***** Selected excerpt *****
Christoph Anton Mitterer wrote, on 26 Jan 2022:
>
> On Tue, 2022-01-25 at 09:25 +0000, Geoff Clare via austin-group-l at
> The Open Group wrote:
> > You are correct, and a common method of preserving trailing newlines
> > is to append a non-newline character and then strip it, e.g.:
> >
> > output=$(some_command && printf x)
> > output=${output%x}
>
> ... which is exactly where I was starting from.
>
> But it seems to be more tricky than simply that:
>
>
> Several sources[0] explain, that this alone may not work, namely when
> some_command outputs e.g. bytes that are an invalid character encoding
> in the current locale, but together with the 'x', they do in fact
> become valid and subsequently, stripping off the 'x' fails.
>
> A common example given is \x78 alone followed by \x88 in
> zh_HK.big5hkscs.
>
> The workaround given for that is to set LC_ALL=C after the sentinel was
> appended but before it's stripped off again,... and to restore the
> previous state of LC_ALL (old value / unset) afterwards.
>
>
>
> In [1] I was pointed to the fact that POSIX reqiures:
> - The encoded values associated with <period>, <slash>, <newline>, and
> <carriage-return> shall be invariant across all locales supported by
> the implementation.”
> => which means AFAIU, that these will have the same binary
> representation in any locale/encoding.
> - Likewise, the byte values used to encode <period>, <slash>,
> <newline>, and <carriage-return> shall not occur as part of any
> other character in any locale.”
> => which means AFAIU that it cannot happen, that a invalidly
> encoded character + the sentinel form together a valid character
> and thus the sentinel cannot be stripped of, as no partial byte
> sequence could be completed by these bytes/characters to a valid
> character in any locale/encoding.
> (see 6.1 Portable Character Set [1])
>
>
> So my first thought was, that with either . or / as sentinel value,
> none of the LC_* stuff would be necessary and it would be still
> guaranteed that it works as expected (in any conforming shell).
>
>
> However, that may have been crashed again by [2] respectively [3].
*****
[Work instructions]
A – In the mailing-list post about preserving trailing newlines, which locale contains the common example where stripping the sentinel can fail?
B – Reproduce a passage of the mailing-list post word for word, starting at "Christoph Anton Mitterer" and ending at "output=$(some_command && printf x)".
***** Material supplied *****
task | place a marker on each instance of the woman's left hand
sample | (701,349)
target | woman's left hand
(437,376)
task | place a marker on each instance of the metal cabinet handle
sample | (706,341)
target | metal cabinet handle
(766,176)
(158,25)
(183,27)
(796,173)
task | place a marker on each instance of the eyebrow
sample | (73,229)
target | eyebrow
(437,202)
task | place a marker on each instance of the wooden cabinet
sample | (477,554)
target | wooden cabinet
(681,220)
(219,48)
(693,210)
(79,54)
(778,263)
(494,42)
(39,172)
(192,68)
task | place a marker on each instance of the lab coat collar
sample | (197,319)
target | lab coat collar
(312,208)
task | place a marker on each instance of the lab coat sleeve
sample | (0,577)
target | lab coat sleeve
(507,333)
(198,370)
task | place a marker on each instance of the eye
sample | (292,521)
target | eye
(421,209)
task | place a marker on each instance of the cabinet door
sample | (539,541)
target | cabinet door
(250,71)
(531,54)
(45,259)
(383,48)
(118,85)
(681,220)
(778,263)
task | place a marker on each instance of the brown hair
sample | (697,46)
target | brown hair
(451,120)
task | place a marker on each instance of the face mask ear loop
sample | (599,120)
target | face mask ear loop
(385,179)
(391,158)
*****
***** Material supplied *****
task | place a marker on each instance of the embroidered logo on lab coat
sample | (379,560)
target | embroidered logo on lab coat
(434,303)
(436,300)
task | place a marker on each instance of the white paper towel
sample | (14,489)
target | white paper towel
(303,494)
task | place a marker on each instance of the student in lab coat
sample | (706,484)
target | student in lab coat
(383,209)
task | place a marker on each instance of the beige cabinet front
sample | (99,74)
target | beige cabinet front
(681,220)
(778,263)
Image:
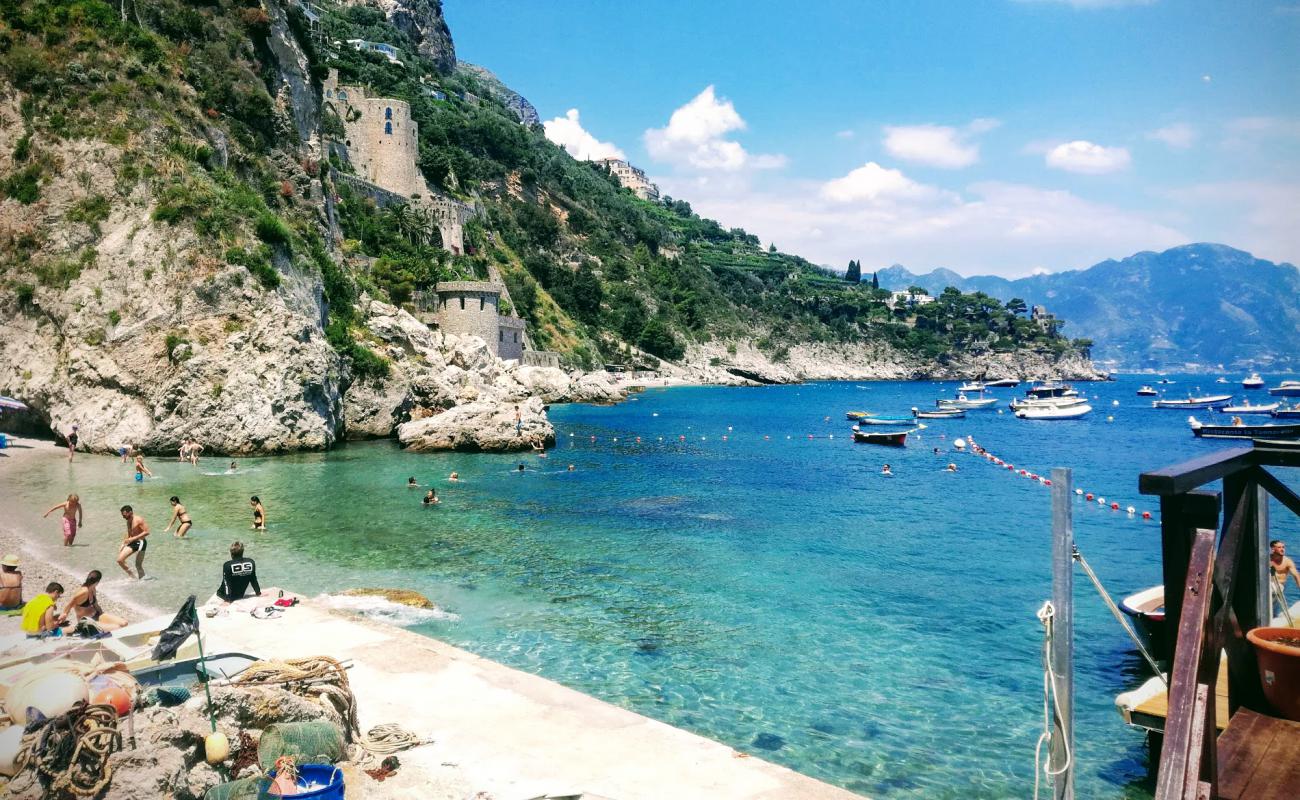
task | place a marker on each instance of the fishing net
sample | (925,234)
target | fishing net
*****
***** Material supplied *****
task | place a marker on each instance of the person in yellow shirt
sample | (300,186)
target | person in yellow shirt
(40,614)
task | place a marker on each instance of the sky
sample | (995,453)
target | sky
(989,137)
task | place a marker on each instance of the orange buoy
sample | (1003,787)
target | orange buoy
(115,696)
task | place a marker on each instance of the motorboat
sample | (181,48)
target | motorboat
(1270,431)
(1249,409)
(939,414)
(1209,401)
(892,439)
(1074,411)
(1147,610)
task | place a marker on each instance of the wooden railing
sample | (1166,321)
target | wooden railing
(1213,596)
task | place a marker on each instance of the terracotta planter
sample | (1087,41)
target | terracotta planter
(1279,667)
*****
[The answers]
A – zh_HK.big5hkscs

B –
Christoph Anton Mitterer wrote, on 26 Jan 2022:
>
> On Tue, 2022-01-25 at 09:25 +0000, Geoff Clare via austin-group-l at
> The Open Group wrote:
> > You are correct, and a common method of preserving trailing newlines
> > is to append a non-newline character and then strip it, e.g.:
> >
> > output=$(some_command && printf x)